▶ Records to process
┌──
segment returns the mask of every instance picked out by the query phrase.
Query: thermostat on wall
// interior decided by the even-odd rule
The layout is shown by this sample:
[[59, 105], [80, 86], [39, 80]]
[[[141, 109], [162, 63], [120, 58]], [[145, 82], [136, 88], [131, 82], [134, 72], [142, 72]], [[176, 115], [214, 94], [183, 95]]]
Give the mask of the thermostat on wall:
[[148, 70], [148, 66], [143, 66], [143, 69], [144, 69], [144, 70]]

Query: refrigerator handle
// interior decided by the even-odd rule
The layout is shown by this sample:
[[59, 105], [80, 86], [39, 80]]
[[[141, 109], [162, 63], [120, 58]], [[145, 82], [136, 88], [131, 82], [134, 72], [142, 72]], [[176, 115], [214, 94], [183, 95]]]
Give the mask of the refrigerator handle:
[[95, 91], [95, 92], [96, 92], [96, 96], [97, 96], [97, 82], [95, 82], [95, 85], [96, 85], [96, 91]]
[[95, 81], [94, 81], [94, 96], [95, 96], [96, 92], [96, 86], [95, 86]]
└──
▶ Written request
Rewrite the stretch from the start of the records through the line that contains "69], [144, 70]]", swapping "thermostat on wall" for "light switch on wall" and leaving everything else unchanged.

▶ Exercise answer
segment returns the mask of every instance picked out by the query phrase.
Query: light switch on wall
// interior decided by the even-odd rule
The layout is shown by this sample:
[[59, 105], [80, 86], [39, 80]]
[[[141, 109], [162, 63], [120, 58]], [[145, 82], [136, 88], [131, 82], [134, 72], [142, 72]], [[176, 115], [214, 94], [183, 95]]]
Give the mask of the light switch on wall:
[[148, 70], [148, 66], [143, 66], [143, 69], [144, 69], [144, 70]]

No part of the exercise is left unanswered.